▸ Provided records
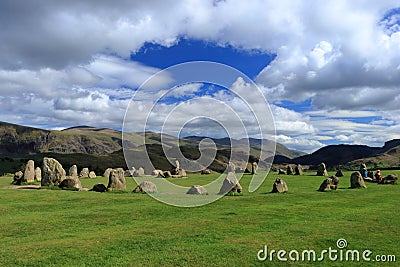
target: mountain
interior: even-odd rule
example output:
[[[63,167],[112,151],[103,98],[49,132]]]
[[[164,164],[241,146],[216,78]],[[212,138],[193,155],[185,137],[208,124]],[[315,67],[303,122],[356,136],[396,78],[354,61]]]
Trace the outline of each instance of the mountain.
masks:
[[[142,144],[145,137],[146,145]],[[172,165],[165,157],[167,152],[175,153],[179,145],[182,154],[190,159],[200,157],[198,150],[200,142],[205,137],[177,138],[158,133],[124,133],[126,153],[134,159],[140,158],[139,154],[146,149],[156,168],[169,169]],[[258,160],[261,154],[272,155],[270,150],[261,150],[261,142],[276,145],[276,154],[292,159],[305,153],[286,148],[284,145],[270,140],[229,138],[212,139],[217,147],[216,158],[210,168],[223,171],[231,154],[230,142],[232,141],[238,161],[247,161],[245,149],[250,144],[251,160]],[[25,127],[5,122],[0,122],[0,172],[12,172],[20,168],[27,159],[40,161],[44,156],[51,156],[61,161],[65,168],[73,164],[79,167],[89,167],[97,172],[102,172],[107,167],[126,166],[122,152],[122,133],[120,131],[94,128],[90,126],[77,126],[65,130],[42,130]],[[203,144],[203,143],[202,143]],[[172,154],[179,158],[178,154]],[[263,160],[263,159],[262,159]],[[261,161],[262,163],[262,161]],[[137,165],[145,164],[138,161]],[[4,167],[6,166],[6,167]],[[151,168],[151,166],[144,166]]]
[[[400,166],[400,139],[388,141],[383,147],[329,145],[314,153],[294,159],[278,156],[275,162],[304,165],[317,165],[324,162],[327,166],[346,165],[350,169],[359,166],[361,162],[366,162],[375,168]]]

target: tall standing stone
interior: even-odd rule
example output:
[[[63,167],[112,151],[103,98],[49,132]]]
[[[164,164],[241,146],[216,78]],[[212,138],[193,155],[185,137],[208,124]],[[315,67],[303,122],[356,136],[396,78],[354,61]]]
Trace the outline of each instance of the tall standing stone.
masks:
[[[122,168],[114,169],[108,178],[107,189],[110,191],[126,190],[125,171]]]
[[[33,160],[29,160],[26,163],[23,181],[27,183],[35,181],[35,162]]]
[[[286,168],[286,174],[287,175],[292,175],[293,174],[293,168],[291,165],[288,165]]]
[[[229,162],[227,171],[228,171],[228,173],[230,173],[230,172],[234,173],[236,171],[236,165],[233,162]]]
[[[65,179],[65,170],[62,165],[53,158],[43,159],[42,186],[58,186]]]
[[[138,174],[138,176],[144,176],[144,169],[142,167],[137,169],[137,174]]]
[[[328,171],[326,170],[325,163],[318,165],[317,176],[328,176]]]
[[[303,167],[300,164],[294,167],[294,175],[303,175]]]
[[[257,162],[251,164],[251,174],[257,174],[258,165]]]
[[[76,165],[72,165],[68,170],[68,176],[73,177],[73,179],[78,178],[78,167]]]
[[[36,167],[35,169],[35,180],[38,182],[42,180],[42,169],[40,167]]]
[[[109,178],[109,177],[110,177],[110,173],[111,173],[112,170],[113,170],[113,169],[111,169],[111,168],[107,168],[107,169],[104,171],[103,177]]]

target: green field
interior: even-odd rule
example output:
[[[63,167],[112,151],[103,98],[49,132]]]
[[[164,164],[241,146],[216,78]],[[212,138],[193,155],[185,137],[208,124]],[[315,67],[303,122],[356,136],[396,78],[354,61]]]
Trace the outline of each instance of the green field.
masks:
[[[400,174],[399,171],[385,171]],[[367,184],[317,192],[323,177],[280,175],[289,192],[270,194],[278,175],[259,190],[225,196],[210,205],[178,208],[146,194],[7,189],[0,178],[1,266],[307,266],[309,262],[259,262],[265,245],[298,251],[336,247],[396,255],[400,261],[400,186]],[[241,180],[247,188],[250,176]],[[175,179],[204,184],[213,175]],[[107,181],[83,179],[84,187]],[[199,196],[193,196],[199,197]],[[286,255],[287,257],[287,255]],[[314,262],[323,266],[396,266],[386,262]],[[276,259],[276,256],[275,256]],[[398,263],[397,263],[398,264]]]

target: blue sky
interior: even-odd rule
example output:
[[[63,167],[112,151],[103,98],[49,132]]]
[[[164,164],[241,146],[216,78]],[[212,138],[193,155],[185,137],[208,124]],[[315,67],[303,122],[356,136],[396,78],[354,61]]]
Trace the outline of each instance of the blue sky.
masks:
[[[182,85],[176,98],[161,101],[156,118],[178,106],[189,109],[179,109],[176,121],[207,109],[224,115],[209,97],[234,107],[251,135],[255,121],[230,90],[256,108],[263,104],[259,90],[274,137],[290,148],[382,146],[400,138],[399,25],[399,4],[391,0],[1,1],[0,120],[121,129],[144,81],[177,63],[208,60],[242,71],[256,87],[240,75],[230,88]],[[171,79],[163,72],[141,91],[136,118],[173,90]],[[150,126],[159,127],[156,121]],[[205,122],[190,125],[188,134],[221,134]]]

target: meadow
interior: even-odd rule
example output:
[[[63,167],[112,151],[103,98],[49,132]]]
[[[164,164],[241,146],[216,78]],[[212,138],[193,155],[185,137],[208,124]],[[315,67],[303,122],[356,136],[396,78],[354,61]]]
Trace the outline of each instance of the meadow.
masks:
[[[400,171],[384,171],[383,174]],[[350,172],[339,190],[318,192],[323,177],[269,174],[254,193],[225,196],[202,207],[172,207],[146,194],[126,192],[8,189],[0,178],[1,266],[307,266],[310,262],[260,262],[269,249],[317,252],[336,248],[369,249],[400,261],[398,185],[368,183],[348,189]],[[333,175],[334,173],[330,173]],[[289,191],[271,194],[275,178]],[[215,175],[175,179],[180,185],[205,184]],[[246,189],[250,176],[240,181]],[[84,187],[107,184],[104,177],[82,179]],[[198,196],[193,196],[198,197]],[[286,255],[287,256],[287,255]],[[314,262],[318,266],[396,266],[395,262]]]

* * *

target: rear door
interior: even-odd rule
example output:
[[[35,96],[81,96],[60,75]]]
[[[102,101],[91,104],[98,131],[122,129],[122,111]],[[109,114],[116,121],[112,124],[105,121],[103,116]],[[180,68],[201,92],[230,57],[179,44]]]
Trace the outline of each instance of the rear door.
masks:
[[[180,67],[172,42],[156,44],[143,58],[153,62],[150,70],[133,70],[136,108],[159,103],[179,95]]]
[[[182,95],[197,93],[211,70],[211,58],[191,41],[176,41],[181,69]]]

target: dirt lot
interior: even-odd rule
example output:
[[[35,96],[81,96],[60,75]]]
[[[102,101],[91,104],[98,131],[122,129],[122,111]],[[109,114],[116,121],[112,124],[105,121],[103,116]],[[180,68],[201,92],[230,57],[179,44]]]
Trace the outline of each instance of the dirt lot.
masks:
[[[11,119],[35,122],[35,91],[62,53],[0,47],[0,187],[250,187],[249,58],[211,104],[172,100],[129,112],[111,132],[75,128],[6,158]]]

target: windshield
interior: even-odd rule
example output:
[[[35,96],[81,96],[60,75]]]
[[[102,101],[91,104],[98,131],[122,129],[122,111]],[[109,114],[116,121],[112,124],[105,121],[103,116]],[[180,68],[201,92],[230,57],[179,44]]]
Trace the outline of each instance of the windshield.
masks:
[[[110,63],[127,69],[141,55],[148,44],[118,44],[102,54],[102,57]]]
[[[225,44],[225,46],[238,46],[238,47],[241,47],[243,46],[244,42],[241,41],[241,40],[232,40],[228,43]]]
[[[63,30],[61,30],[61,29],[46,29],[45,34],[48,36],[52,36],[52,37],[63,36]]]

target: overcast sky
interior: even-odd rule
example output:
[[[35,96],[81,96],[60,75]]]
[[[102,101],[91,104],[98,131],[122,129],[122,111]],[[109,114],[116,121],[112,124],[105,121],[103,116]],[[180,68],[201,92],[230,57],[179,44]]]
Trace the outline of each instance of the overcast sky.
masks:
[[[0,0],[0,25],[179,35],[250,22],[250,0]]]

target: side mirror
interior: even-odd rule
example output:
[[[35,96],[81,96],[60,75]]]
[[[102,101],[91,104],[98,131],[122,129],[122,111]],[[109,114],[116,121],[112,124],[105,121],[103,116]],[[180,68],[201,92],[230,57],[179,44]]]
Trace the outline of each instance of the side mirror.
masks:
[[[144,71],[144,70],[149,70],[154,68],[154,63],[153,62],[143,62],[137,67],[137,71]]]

▸ Exercise
Whenever the string "mountain" shows up on a line of the listing, copy that line.

▸ Task response
target: mountain
Trace the outline of each instance of the mountain.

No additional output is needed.